#### Document excerpt
·····

Continuing with the series of long(er)(ish) books read aloud to the kids, or read in order to discuss with the kids, I present February:
Jack read The Arrow over the Door out loud to me in his office time, and we both enjoyed it. Hannah read it too, but to herself. In the book, a Quaker boy and a Native American boy observe each other and learn about friendship during the strained times of the French and Indian War. Interestingly, the book is based on a historical account of how a group of Quakers befriended some Native Americans who had been told to attack them. While it’s a chapter book, the chapters are pretty short and have some illustrations sprinkled in, so that made it easy for Jack to get through without his voice getting tired. If you have elementary-aged boys and are looking for well-writtten, solid adventure type books for them, The Arrow over the Door would be a good one.
Scottish Seas is another Tapestry upper grammar literature selection, and one I liked quite a bit. Hannah read it independently and then I read it so we could discuss it at our weekly “book club” at Starbucks. Jack, who is highly motivated to get in on the Starbucks action, also started reading it recently. The book tells of a small boy on the coast of Scotland who learns to be brave in the face of dangers like marauding reivers (pirates), overly pious cousins, and fellows who attempt to court his older sister without proper knowledge of the catechism. Hannah liked that part best. Jack likes the action. This is another great book for a young boy (girls like adventure too, but sometimes it seems like the vast majority of kids chapter books are either geared towards girls or overly gross/twaddly).

·····

#### Data extract
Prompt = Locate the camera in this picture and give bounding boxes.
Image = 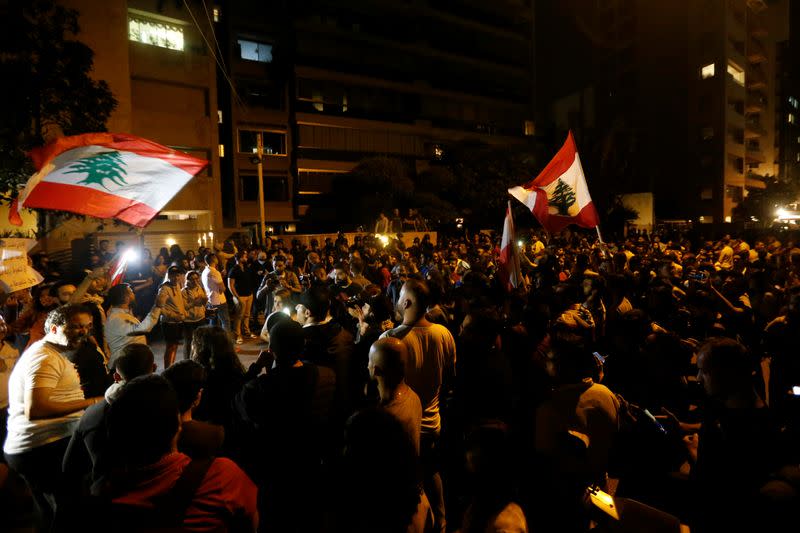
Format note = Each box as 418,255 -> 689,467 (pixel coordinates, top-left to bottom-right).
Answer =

·····

#### Tasks to perform
1 > Using the February reading post, answer each question briefly.
(a) During which war is The Arrow over the Door set?
(b) Where does the weekly "book club" meet?
(c) What does the post give as another word for reivers?
2 > Translate this sentence from the February reading post into Spanish: "Jack read The Arrow over the Door out loud to me in his office time, and we both enjoyed it."
Rely only on the February reading post for your answers.

#### Complete answers
1 >
(a) The French and Indian War
(b) At Starbucks
(c) Pirates

2 > Jack me leyó The Arrow over the Door en voz alta durante su horario de oficina, y a los dos nos gustó.